## Work instructions
Please repeat, exactly as written, the line containing "The element I'm looking for is the wooden valance." and every line after it through the end of the records below.

--- Input records ---

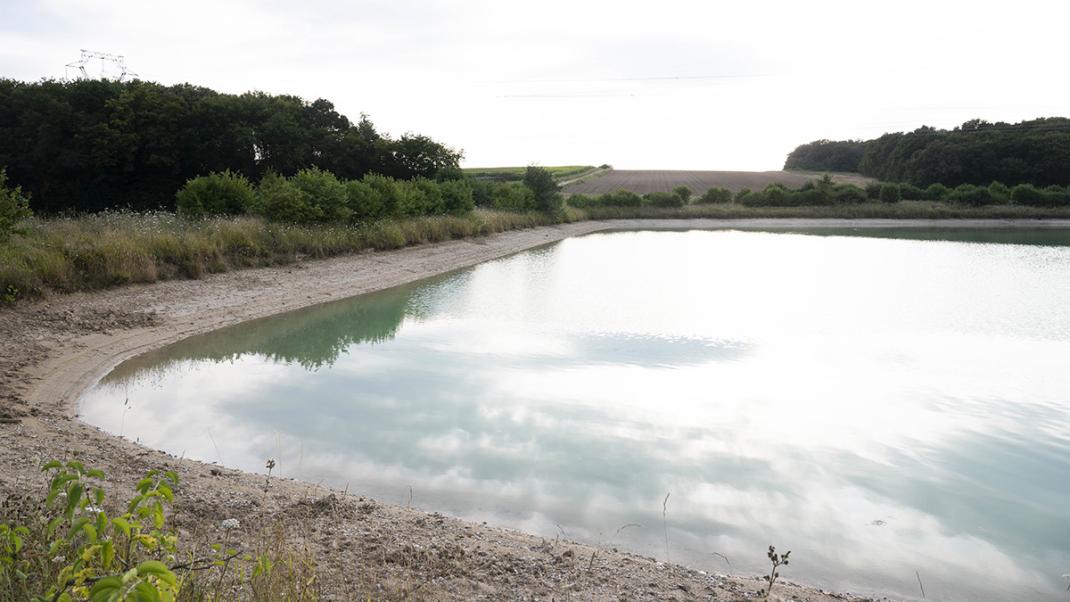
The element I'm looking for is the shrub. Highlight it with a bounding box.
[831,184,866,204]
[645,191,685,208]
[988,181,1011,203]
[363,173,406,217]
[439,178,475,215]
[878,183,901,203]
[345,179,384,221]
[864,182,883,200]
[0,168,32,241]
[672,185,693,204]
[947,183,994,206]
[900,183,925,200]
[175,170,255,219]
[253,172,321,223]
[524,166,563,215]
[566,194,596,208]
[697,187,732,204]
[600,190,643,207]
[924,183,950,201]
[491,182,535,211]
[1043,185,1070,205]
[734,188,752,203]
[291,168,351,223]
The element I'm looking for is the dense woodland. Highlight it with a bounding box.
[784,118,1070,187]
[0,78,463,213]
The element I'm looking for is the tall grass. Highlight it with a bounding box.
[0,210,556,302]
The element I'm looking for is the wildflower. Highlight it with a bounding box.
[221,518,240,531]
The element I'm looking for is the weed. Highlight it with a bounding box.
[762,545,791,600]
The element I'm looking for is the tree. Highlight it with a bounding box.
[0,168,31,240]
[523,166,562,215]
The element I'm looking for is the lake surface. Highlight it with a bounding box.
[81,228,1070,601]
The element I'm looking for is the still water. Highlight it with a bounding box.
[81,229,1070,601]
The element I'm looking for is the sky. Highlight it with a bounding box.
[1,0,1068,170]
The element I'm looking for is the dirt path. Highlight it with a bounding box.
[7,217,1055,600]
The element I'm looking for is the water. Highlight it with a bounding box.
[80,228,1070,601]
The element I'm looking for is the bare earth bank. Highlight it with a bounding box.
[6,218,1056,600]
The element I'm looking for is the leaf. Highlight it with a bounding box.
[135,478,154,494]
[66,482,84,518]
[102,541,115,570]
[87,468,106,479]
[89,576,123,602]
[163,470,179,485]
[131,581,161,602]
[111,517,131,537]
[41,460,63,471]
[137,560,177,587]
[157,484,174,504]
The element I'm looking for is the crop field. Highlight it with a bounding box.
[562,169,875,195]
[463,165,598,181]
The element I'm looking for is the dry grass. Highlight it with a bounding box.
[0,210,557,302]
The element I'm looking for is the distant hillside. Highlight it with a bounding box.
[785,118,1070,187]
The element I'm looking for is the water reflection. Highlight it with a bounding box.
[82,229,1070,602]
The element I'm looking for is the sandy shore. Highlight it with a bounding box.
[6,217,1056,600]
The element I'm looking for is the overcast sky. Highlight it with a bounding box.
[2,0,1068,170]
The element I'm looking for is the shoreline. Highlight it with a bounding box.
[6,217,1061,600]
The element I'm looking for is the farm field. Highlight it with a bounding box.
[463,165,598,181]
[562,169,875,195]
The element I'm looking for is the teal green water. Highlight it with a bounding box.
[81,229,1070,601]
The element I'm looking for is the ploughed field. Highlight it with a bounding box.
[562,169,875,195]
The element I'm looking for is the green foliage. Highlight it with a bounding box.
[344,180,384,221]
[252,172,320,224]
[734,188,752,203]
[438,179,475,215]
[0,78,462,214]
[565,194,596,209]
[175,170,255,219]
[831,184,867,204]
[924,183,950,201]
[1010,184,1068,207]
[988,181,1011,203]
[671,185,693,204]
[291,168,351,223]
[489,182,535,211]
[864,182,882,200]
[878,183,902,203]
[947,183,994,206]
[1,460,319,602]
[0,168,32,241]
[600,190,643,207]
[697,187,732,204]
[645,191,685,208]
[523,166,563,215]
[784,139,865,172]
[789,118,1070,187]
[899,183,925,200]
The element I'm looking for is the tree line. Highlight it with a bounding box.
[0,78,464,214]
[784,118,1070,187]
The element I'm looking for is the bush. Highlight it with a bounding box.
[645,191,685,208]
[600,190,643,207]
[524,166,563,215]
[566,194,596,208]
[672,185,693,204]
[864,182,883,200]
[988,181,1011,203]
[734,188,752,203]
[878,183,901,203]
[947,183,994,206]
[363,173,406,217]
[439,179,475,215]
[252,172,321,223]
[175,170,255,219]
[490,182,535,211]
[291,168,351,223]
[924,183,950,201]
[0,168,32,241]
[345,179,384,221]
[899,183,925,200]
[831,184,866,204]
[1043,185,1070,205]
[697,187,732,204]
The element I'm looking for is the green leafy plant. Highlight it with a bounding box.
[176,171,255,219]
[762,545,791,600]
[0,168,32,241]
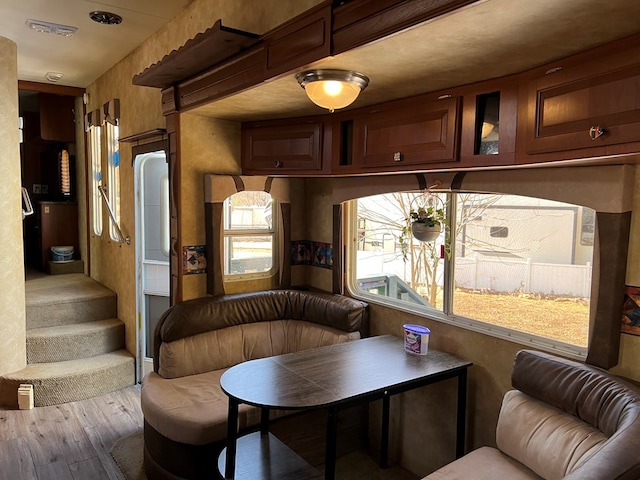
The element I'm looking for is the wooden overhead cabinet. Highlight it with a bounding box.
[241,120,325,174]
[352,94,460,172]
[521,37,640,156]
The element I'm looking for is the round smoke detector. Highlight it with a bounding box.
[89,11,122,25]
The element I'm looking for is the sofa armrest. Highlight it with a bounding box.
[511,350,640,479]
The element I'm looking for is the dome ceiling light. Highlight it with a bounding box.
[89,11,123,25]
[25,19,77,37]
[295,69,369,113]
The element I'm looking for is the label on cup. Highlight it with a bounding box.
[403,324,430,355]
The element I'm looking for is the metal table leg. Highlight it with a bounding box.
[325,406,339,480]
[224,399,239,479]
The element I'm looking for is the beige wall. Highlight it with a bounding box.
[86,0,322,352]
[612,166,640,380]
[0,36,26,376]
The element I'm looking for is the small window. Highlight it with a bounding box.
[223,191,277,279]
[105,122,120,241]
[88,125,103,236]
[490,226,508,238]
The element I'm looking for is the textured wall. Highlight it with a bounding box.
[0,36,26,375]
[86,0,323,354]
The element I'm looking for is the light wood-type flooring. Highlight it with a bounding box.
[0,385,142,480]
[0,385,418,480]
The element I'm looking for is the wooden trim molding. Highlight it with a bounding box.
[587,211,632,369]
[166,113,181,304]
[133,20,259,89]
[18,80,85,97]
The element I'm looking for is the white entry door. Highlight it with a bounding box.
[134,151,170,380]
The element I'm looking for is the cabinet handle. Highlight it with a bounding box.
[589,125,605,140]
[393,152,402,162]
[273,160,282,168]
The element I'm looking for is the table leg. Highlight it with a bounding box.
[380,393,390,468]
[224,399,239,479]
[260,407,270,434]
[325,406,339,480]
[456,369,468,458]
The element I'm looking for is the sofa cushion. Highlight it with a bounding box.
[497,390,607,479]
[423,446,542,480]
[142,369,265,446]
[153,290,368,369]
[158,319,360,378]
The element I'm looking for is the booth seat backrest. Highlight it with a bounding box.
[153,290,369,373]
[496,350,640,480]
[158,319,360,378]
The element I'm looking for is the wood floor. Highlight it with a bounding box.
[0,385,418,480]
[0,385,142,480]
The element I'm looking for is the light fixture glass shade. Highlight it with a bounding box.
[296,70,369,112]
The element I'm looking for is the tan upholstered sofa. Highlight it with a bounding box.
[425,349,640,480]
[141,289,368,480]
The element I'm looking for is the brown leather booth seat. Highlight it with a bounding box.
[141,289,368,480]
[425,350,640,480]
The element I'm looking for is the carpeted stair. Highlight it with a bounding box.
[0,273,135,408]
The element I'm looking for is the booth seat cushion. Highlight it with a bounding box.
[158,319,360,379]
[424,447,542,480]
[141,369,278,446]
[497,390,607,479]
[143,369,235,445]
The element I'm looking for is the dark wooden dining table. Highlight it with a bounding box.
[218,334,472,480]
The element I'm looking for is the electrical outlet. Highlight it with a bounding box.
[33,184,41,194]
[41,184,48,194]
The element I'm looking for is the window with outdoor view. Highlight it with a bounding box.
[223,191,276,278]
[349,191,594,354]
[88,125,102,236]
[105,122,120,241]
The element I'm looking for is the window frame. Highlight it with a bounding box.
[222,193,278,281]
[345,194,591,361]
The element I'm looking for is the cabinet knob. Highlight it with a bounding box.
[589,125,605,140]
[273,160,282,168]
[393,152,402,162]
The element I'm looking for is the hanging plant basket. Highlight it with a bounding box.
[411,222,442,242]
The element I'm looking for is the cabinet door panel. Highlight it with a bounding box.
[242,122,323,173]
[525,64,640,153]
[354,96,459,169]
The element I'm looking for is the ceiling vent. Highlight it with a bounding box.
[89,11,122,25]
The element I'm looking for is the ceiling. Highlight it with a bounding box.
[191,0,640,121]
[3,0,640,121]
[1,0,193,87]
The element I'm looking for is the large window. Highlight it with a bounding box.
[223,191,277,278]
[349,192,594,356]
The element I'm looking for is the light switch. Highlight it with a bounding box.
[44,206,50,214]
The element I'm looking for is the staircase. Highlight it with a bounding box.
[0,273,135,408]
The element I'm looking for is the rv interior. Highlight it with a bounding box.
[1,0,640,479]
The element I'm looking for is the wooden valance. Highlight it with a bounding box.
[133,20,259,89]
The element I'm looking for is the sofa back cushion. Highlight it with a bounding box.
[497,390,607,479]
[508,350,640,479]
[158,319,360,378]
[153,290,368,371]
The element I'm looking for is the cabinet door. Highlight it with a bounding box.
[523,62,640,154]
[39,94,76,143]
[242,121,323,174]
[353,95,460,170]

---

## Answer box
The element I'm looking for is the wooden valance. Highlight it with a bounding box.
[133,20,259,89]
The element I'm looking for is the sofa back cushion. Highlight it with a bounding box.
[497,390,607,479]
[508,350,640,479]
[158,319,360,378]
[153,290,368,371]
The element I'm looking for is the cabinet door. Highlight it with a bounding box.
[523,62,640,154]
[39,94,76,143]
[242,121,323,174]
[353,95,460,170]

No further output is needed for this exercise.